### PROMPT
Copy exactly, and only, the lines from the line containing "Reviewer check: every instance of the clerestory" through the last line of the records below, both included.

A run of records:
---

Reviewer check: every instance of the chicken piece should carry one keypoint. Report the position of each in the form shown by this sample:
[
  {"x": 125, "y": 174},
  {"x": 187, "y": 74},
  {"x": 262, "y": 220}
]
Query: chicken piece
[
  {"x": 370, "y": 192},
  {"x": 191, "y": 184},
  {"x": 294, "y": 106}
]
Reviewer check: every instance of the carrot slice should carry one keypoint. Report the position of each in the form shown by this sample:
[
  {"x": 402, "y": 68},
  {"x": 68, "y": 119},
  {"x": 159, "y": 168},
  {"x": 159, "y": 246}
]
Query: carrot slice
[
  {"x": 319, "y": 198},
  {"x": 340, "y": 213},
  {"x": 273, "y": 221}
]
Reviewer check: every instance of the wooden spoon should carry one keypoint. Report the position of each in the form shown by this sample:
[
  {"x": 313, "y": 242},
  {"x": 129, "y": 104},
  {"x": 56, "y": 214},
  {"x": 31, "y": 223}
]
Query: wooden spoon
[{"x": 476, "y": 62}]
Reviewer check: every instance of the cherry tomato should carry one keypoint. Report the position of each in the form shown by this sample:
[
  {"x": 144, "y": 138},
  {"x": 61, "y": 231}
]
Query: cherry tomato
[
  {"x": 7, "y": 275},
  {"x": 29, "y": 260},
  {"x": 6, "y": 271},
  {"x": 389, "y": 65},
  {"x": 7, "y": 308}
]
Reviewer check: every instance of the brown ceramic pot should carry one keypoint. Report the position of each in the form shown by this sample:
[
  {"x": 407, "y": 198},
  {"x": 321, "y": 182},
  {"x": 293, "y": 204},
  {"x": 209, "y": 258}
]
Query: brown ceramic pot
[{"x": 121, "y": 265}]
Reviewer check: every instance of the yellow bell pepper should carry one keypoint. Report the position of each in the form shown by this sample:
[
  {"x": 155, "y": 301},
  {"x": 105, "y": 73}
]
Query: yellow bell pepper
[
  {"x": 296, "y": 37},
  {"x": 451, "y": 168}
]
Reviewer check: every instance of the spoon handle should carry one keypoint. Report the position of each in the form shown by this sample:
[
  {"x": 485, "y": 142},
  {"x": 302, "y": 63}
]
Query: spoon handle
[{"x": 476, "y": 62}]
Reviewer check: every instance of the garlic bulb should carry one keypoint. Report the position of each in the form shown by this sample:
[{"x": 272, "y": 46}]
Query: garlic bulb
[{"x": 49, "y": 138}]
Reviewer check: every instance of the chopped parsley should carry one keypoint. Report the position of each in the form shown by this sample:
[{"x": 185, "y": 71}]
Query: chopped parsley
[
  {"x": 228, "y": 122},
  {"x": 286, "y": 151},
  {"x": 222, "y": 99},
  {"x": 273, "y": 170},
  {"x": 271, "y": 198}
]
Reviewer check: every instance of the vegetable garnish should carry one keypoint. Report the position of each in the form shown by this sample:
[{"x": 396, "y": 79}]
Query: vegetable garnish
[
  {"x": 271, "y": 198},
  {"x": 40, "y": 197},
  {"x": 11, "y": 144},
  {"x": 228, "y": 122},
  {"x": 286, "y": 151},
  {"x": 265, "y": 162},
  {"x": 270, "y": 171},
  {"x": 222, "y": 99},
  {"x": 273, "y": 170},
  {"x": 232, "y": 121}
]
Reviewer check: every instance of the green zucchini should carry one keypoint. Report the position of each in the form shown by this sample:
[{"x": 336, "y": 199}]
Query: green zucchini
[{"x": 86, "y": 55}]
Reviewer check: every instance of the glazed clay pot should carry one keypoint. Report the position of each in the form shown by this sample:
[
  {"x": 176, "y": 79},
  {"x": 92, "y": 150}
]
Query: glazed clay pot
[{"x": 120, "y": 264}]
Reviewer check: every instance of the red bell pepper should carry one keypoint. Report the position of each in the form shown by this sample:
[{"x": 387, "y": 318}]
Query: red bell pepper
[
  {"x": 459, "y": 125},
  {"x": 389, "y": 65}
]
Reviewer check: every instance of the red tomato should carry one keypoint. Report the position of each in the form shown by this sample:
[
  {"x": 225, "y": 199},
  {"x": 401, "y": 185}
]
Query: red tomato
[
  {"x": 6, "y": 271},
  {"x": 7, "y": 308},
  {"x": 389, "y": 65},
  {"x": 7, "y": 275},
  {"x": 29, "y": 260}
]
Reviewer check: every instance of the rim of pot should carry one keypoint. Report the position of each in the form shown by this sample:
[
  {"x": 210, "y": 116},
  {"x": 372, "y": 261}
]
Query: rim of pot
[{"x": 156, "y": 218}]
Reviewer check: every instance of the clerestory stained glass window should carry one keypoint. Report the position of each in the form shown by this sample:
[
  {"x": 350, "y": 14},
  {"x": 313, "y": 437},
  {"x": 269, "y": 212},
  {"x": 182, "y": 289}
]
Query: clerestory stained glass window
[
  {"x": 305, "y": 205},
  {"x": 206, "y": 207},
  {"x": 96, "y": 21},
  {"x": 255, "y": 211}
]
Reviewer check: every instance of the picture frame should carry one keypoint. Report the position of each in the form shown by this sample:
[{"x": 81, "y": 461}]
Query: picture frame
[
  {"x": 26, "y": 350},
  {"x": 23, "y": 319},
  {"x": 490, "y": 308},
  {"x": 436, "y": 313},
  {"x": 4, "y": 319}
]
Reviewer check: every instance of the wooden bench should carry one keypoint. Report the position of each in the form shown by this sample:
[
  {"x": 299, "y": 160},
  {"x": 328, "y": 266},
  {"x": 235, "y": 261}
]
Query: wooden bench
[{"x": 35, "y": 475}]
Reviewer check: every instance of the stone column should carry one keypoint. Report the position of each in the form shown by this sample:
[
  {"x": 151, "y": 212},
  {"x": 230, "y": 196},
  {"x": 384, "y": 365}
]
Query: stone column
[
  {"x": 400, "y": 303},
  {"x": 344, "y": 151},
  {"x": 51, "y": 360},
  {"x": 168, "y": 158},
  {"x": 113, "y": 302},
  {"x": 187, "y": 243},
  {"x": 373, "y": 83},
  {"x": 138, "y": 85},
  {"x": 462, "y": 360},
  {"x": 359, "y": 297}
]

---

### IN RESPONSE
Reviewer check: every instance of the clerestory stained glass window should carry one keypoint. Report the position of each in the form shown by this sample:
[
  {"x": 350, "y": 14},
  {"x": 313, "y": 437},
  {"x": 269, "y": 212},
  {"x": 182, "y": 289}
]
Query: clerestory stained glass window
[
  {"x": 305, "y": 205},
  {"x": 206, "y": 207},
  {"x": 96, "y": 21},
  {"x": 255, "y": 211}
]
Reviewer check: every instance of the picture frame should carry one keypoint. Report the position of each in the form shown by this sample:
[{"x": 81, "y": 461}]
Query: picture frame
[
  {"x": 26, "y": 350},
  {"x": 23, "y": 319},
  {"x": 490, "y": 308},
  {"x": 436, "y": 313},
  {"x": 4, "y": 319}
]
Reviewer check: every instance of the wooden bench should carry one keypoint. Report the position of each in the form shown by this sample:
[
  {"x": 299, "y": 160},
  {"x": 328, "y": 266},
  {"x": 235, "y": 261}
]
Query: wooden bench
[{"x": 35, "y": 475}]
Reviewer check: every instance of the stone column should carry one keypoint. Report the position of each in the form shown by this sample:
[
  {"x": 151, "y": 212},
  {"x": 230, "y": 196},
  {"x": 384, "y": 365}
]
Query: stone column
[
  {"x": 400, "y": 303},
  {"x": 344, "y": 151},
  {"x": 51, "y": 360},
  {"x": 168, "y": 158},
  {"x": 113, "y": 302},
  {"x": 187, "y": 243},
  {"x": 373, "y": 83},
  {"x": 138, "y": 85},
  {"x": 462, "y": 360},
  {"x": 359, "y": 297}
]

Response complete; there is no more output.